Exercise description
Find the line with "of the motorcycle", then retype it and each later line through the last, exactly. Leave out pictures.

============

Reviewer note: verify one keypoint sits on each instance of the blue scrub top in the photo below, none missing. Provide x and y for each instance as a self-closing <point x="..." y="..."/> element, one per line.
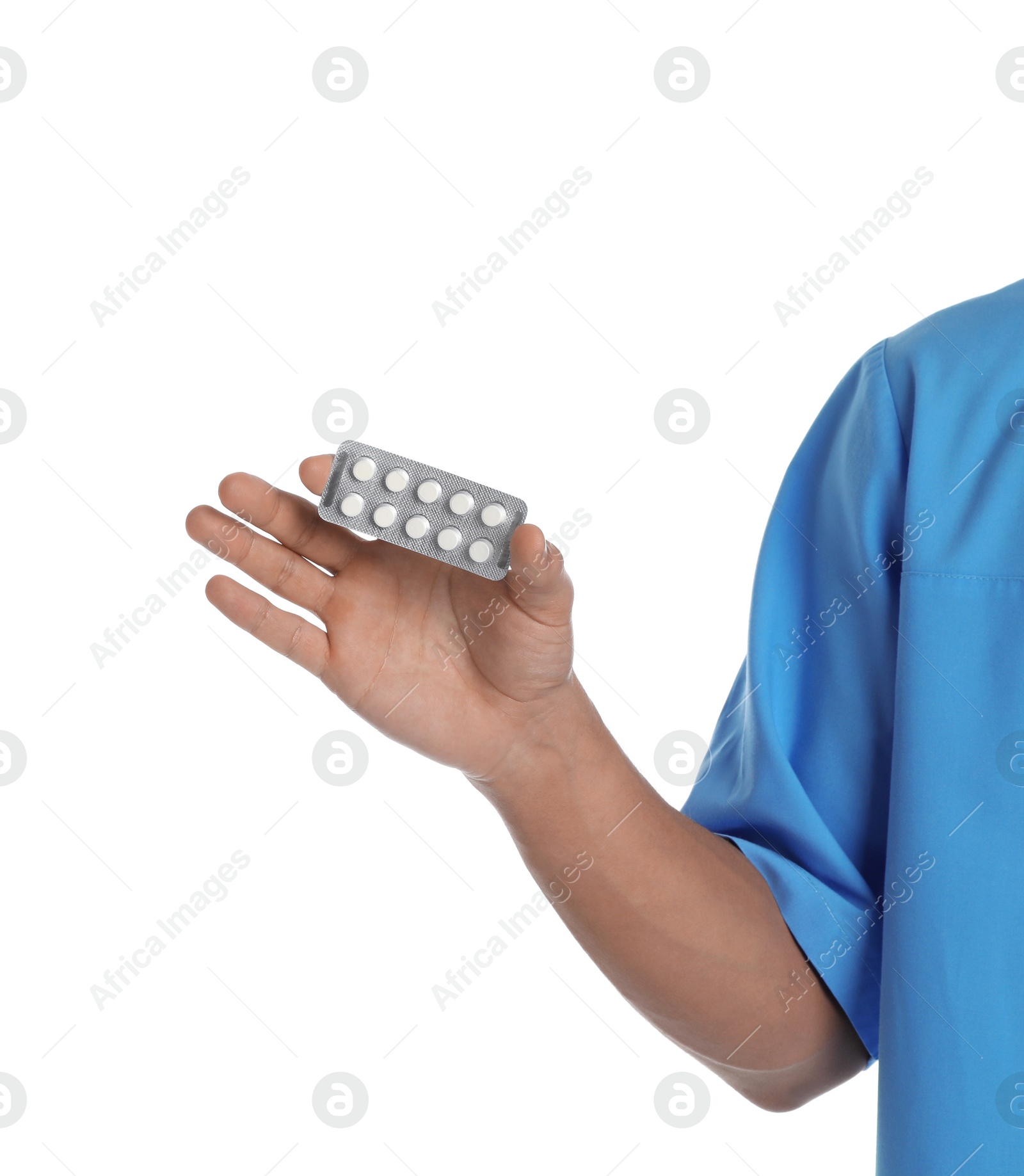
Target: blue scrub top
<point x="870" y="757"/>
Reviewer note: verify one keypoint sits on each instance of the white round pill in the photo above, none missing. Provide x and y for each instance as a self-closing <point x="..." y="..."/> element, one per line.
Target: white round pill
<point x="385" y="515"/>
<point x="417" y="527"/>
<point x="396" y="481"/>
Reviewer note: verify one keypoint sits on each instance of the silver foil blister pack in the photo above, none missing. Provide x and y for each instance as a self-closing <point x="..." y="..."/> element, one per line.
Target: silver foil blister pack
<point x="421" y="508"/>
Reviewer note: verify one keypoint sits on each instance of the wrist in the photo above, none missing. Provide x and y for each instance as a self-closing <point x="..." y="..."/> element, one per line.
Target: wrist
<point x="554" y="743"/>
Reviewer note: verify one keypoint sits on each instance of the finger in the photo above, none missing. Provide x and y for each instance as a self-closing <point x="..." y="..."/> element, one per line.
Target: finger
<point x="285" y="633"/>
<point x="536" y="577"/>
<point x="314" y="472"/>
<point x="288" y="518"/>
<point x="275" y="567"/>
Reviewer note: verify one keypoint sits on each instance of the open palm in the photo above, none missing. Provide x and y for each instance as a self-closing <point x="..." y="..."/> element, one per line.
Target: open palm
<point x="440" y="659"/>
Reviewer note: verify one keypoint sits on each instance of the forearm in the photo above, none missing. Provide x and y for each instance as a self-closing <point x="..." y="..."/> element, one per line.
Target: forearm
<point x="674" y="915"/>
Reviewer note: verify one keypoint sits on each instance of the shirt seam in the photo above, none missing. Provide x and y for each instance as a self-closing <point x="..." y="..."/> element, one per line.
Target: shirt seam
<point x="883" y="348"/>
<point x="959" y="576"/>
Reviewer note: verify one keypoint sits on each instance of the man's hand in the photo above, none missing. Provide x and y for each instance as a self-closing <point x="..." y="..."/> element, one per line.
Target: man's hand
<point x="442" y="660"/>
<point x="479" y="675"/>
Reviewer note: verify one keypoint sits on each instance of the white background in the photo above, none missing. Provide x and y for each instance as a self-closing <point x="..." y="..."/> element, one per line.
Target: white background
<point x="178" y="753"/>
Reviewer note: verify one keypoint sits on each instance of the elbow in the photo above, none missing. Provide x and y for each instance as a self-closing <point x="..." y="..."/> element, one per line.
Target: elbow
<point x="793" y="1087"/>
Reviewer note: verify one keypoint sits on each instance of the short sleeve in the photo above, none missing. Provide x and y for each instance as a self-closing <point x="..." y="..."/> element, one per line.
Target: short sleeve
<point x="797" y="773"/>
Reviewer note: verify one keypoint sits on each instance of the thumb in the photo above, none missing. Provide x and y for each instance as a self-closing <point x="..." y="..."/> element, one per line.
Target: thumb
<point x="538" y="580"/>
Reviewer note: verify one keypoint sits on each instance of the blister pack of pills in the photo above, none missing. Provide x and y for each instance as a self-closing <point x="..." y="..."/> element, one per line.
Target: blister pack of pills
<point x="421" y="508"/>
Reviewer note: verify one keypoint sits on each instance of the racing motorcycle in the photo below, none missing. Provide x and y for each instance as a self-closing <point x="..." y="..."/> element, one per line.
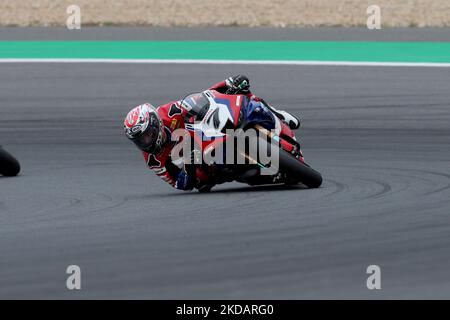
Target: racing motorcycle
<point x="220" y="118"/>
<point x="9" y="166"/>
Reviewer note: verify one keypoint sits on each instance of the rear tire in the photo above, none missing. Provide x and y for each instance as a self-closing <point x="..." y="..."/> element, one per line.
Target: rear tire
<point x="9" y="166"/>
<point x="299" y="171"/>
<point x="292" y="167"/>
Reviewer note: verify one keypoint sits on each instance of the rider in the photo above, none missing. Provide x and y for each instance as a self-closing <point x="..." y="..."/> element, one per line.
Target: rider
<point x="150" y="129"/>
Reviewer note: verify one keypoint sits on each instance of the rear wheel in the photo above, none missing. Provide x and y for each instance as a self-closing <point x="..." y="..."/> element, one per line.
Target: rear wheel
<point x="297" y="170"/>
<point x="9" y="166"/>
<point x="294" y="169"/>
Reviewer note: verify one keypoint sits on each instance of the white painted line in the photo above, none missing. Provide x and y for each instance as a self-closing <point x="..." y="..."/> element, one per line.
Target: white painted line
<point x="248" y="62"/>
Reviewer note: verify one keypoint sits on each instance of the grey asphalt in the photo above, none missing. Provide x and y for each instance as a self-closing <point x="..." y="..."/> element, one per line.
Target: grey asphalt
<point x="225" y="33"/>
<point x="380" y="137"/>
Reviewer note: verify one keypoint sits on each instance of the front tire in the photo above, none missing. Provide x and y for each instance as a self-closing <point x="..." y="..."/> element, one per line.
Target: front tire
<point x="9" y="166"/>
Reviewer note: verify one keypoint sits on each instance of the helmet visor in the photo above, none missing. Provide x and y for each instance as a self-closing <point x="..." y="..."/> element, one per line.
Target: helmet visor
<point x="150" y="140"/>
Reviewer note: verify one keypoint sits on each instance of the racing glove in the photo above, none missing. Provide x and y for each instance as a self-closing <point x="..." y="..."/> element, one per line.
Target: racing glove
<point x="238" y="84"/>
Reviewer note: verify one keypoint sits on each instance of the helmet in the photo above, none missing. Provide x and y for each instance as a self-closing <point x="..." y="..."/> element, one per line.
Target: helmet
<point x="144" y="127"/>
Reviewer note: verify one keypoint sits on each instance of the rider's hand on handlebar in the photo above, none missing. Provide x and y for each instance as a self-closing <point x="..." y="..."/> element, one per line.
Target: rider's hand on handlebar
<point x="238" y="84"/>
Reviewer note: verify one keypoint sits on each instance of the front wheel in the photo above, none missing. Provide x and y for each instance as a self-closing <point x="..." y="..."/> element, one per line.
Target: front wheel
<point x="9" y="166"/>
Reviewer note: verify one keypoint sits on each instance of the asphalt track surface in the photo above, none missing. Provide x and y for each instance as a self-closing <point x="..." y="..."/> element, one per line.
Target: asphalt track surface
<point x="380" y="136"/>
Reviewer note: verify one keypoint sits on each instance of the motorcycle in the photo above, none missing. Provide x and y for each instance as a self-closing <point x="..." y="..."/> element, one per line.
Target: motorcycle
<point x="9" y="166"/>
<point x="221" y="119"/>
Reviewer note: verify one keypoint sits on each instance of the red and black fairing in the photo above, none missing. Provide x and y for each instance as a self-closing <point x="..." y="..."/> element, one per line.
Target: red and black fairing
<point x="245" y="113"/>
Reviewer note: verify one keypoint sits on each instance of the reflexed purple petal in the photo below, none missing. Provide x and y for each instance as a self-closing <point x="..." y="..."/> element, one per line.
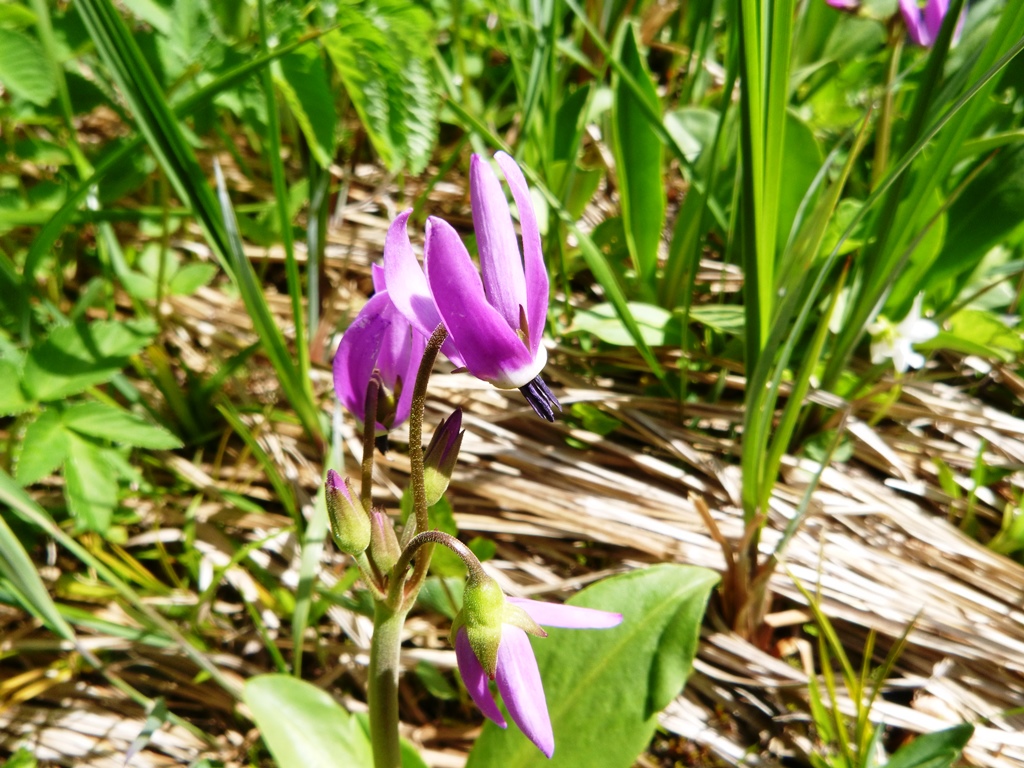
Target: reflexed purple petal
<point x="476" y="679"/>
<point x="536" y="271"/>
<point x="409" y="291"/>
<point x="404" y="279"/>
<point x="519" y="683"/>
<point x="377" y="273"/>
<point x="501" y="264"/>
<point x="356" y="355"/>
<point x="915" y="27"/>
<point x="568" y="616"/>
<point x="935" y="11"/>
<point x="488" y="347"/>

============

Task solution
Reviewer note: verify one keypoint sits on each instance of the motorcycle in the photo above, none missing. Provide x and y for each instance as a self-closing <point x="..." y="..."/> element, one per line.
Target: motorcycle
<point x="9" y="166"/>
<point x="221" y="119"/>
Reviewer note: verify one keypoint sits on each instance of the red and black fairing in the photo above, none missing. Provide x and y for each instance as a self-closing <point x="..." y="..."/> element, one per line.
Target: red and black fairing
<point x="245" y="113"/>
Reviewer note: verify one keypoint sits on each instance of the reflexed purple petal in the photo below, none missing. Provide x and y for each instance as a self-closing <point x="..." y="..."/> element, one per line.
Target: reflexed purple petal
<point x="476" y="679"/>
<point x="536" y="271"/>
<point x="409" y="291"/>
<point x="404" y="279"/>
<point x="519" y="683"/>
<point x="377" y="273"/>
<point x="501" y="264"/>
<point x="356" y="355"/>
<point x="915" y="27"/>
<point x="568" y="616"/>
<point x="935" y="11"/>
<point x="488" y="347"/>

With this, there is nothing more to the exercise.